→ ZIELE:
1. Welche Personen nennt der Artikel zur Flüchtlingsfrage beim Namen?
2. Aus wie vielen Polizisten besteht laut dem Artikel zur Flüchtlingsfrage die Sonderabteilung des türkischen Innenministeriums gegen Menschenschmuggel?
3. Setze den Artikel zur Flüchtlingsfrage nach seinem letzten Satz fort.

→ TEXTAUSZUG:
Istanbul/Athen/Brüssel. Der Druck auf Ankara wächst: Wenige Tage vor dem Sondergipfel zur Flüchtlingsfrage am kommenden Montag steht die Türkei unter Zugzwang, die Abwanderung von Hunderttausenden Menschen über türkisches Territorium nach Europa zu bremsen. EU-Ratspräsident Donald Tusk traf zu Beginn eines zweitägigen Besuchs in der Türkei am gestrigen Donnerstag mit Ministerpräsident Ahmet Davutoğlu zusammen – und nützte die Gelegenheit, Ankara zu verstärkten Anstrengungen in der Flüchtlingsfrage aufzurufen. Illegale Migranten zurück in die Türkei zu schicken würde das Geschäft der Schmuggler zerstören, so Tusk. Die Türken müssten aber selbst entscheiden, wie sie den Flüchtlingsstrom stoppen, betonte er. Der niederländische Premier, Mark Rutte, forderte gestern gar in einem Interview, die Zahl der aus der Türkei kommenden Migranten müsse „gegen null“ sinken. Die türkische Regierung wiederum argumentiert, sie unternehme alles, um den Strom zu bremsen. „Wir haben keinen Zauberstab“, sagte ein hochrangiger türkischer Regierungsvertreter wenige Stunden vor Tusks Ankunft vor Journalisten in Istanbul. Er verwies darauf, dass das Innenministerium bereits eine aus 3000 Polizisten bestehende Sonderabteilung zur Bekämpfung des Menschenschmuggels gebildet habe. Seit Jahresbeginn haben die türkischen Behörden nach eigenen Angaben mehr als 24.000 Flüchtlinge an der Überfahrt nach Griechenland gehindert. Laut Berichten aus Athen sind trotzdem im selben Zeitraum rund 120.000 Menschen von der Türkei nach Griechenland gelangt.

(Einträge zum Auffinden benannter Objekte)

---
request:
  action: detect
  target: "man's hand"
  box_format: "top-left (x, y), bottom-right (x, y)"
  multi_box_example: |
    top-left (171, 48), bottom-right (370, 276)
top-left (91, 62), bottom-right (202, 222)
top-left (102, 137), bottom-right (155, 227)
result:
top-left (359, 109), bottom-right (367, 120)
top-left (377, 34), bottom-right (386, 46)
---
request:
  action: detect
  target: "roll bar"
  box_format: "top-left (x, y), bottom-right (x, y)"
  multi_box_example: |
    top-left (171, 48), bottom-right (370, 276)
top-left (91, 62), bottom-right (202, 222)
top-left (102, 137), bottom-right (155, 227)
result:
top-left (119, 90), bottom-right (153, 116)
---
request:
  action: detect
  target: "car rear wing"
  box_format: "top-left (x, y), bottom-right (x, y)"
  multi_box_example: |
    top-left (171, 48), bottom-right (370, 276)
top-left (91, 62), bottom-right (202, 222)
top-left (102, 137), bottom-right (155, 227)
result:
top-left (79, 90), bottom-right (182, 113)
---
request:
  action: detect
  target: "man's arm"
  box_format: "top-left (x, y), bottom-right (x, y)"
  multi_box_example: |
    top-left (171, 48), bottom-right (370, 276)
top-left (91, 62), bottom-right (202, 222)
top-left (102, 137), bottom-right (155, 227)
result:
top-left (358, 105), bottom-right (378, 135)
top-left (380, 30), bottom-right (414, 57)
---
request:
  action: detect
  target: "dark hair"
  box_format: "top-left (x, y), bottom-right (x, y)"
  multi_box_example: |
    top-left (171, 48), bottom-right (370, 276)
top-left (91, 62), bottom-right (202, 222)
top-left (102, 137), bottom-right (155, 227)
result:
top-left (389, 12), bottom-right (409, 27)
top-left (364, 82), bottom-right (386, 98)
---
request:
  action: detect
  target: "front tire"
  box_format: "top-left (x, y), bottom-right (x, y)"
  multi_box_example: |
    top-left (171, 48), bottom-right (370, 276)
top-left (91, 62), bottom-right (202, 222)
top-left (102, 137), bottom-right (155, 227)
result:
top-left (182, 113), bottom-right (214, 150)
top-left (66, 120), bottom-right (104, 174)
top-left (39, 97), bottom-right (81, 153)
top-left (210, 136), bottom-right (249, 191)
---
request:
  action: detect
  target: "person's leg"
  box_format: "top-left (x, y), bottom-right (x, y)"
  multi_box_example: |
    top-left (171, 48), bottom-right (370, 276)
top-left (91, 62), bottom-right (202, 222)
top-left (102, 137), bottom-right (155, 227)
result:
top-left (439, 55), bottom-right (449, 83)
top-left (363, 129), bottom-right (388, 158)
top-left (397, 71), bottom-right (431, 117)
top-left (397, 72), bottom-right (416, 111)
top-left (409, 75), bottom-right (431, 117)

→ LÖSUNGEN:
1. Donald Tusk, Ahmet Davutoğlu, Mark Rutte

2. Aus 3000 Polizisten.

3.
Die EU will erreichen, dass die Türkei die Seegrenze mit Griechenland besser überwacht, wie sie das im Rahmen des Aktionsplans mit Brüssel im November zugesagt hat. Im Gegenzug erwartet die Türkei drei Milliarden Euro für Hilfsprojekte, die vor allem den inzwischen 2,7 Millionen Syrern im Land eine Perspektive bieten sollen, sowie Fortschritte bei den EU-Beitrittsgesprächen und Visafreiheit für türkische Reisende in der EU. Auch darüber müsse beim Gipfel am Montag geredet werden, sagte der türkische Regierungsvertreter. Doch die Türkei demonstriert nun auch ihre Entschlossenheit, zugesagte Verpflichtungen einzuhalten. Ab Juni soll das Land abgelehnte Asylbewerber zurücknehmen, die über sein Territorium in die EU gelangt sind.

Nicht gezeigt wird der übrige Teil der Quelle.